───── Data for review ─────

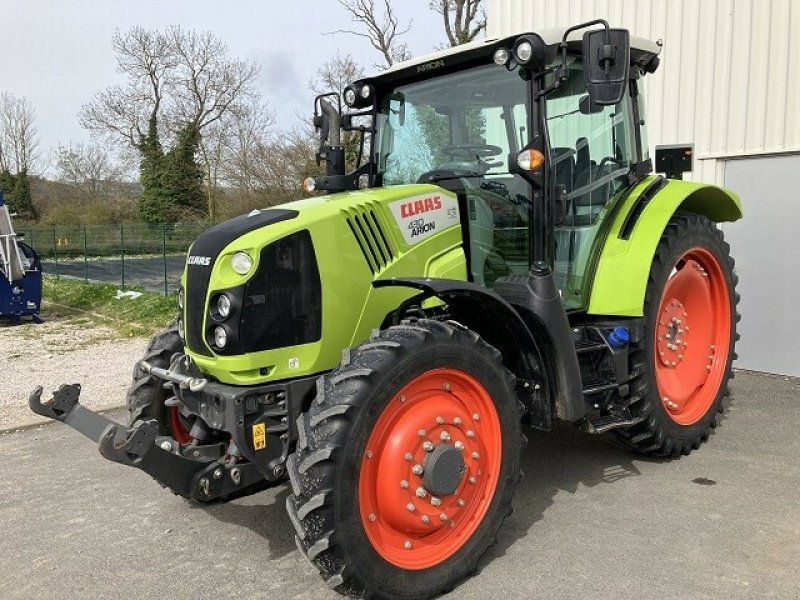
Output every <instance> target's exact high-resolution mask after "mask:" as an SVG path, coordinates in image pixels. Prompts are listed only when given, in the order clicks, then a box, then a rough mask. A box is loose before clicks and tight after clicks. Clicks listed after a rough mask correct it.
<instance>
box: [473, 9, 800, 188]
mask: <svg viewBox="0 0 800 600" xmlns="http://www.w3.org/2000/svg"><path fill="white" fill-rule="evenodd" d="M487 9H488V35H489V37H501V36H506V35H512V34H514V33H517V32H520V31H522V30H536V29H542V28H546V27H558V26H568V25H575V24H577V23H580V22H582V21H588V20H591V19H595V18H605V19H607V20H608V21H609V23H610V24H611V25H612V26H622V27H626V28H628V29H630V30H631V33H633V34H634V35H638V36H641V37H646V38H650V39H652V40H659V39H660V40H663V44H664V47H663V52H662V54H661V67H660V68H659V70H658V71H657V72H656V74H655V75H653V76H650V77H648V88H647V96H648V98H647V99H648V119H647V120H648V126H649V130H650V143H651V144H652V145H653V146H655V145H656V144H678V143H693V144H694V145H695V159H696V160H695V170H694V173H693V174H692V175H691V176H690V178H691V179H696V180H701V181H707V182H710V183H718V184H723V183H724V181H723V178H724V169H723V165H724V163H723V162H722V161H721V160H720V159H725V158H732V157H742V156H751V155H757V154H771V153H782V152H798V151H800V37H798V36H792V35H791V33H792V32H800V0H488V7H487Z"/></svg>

─────
───── Data for review ─────

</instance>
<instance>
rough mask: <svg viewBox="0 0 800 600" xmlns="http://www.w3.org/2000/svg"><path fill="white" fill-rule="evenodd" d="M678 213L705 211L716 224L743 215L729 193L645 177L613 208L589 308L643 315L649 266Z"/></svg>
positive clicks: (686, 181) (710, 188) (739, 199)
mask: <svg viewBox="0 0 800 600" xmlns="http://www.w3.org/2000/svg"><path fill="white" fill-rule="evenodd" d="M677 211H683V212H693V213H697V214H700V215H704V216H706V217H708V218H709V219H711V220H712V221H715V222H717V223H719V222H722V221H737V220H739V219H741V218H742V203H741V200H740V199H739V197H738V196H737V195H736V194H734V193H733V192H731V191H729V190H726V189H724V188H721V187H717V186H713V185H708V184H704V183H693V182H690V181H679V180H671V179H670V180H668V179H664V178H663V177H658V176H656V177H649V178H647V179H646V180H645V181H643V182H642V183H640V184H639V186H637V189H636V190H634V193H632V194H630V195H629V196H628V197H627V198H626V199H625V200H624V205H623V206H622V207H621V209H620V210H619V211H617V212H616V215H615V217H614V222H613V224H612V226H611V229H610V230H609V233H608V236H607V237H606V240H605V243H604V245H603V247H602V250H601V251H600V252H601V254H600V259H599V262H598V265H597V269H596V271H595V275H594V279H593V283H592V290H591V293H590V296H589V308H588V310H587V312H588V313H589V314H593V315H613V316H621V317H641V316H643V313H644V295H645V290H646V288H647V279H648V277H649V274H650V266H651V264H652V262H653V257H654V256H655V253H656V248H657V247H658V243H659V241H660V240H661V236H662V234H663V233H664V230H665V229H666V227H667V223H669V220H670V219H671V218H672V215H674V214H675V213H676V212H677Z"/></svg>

─────

**Task:** Return all lines from the entries that contain the string "instance".

**Response for this exercise:**
Output every <instance> target's exact high-resolution mask after "mask:" as an SVG path, coordinates in image pixels. Prompts are listed only when given, in the order clicks, then a box, then a rough mask. A box is loose before clicks and tight after clicks. Clicks listed after a rough mask correct it.
<instance>
</instance>
<instance>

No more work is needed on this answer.